Task requirements: Below are some records. Print exactly the lines between the one holding "box: [529, 263, 568, 429]" and the one holding "270L546 248L530 292L542", inclusive, and nothing else.

Task inputs:
▬▬▬
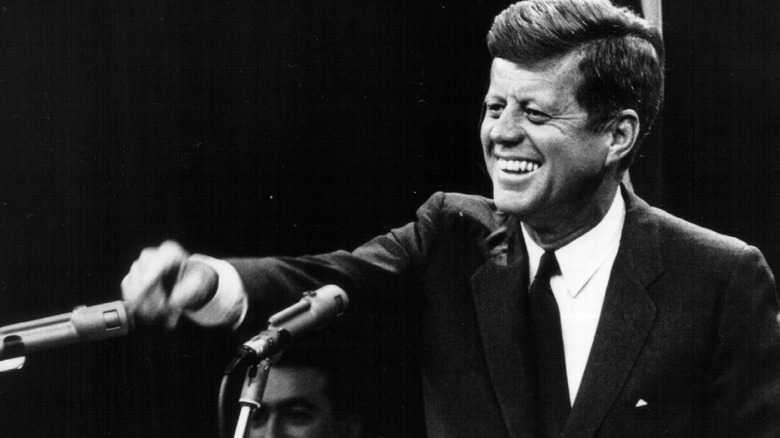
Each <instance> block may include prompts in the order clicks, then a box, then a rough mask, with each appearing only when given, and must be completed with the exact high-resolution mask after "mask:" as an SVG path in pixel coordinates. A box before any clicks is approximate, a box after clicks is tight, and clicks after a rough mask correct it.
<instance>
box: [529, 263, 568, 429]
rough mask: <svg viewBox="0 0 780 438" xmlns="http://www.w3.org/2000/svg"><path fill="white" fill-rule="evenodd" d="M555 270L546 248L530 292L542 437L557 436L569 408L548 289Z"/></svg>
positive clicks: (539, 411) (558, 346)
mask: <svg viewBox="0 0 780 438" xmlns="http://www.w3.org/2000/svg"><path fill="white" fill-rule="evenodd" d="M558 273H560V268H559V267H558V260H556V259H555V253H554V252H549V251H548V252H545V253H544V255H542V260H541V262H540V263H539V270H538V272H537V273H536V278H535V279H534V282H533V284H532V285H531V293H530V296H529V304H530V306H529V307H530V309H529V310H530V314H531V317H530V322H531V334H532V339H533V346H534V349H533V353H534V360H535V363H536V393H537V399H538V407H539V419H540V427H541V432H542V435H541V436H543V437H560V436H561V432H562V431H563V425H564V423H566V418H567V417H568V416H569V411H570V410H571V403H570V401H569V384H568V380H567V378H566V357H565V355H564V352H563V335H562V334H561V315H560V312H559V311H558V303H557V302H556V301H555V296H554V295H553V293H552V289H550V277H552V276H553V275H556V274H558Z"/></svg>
▬▬▬
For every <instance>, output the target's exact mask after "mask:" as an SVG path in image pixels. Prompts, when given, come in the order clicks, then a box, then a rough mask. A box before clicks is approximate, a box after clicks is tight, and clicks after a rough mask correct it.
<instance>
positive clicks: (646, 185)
▬▬▬
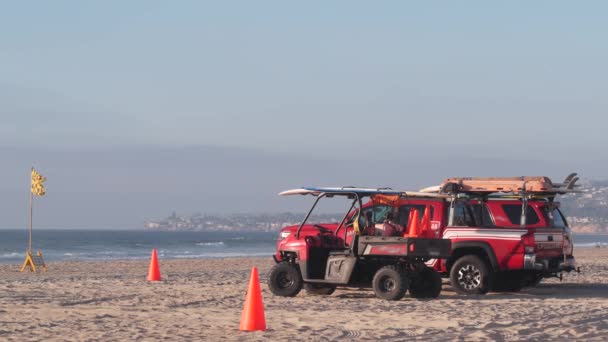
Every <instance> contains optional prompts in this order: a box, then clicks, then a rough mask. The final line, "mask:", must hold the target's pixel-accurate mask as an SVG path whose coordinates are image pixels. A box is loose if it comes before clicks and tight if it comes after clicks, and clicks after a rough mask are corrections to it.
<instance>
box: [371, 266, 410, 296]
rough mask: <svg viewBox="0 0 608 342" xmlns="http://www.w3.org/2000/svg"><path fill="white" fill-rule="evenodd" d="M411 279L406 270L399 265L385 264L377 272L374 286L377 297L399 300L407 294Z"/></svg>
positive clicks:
▬▬▬
Answer for this exercise:
box: [529, 263, 568, 429]
rough mask: <svg viewBox="0 0 780 438" xmlns="http://www.w3.org/2000/svg"><path fill="white" fill-rule="evenodd" d="M555 270L546 248L530 292L542 437L557 436L569 408L548 289Z"/></svg>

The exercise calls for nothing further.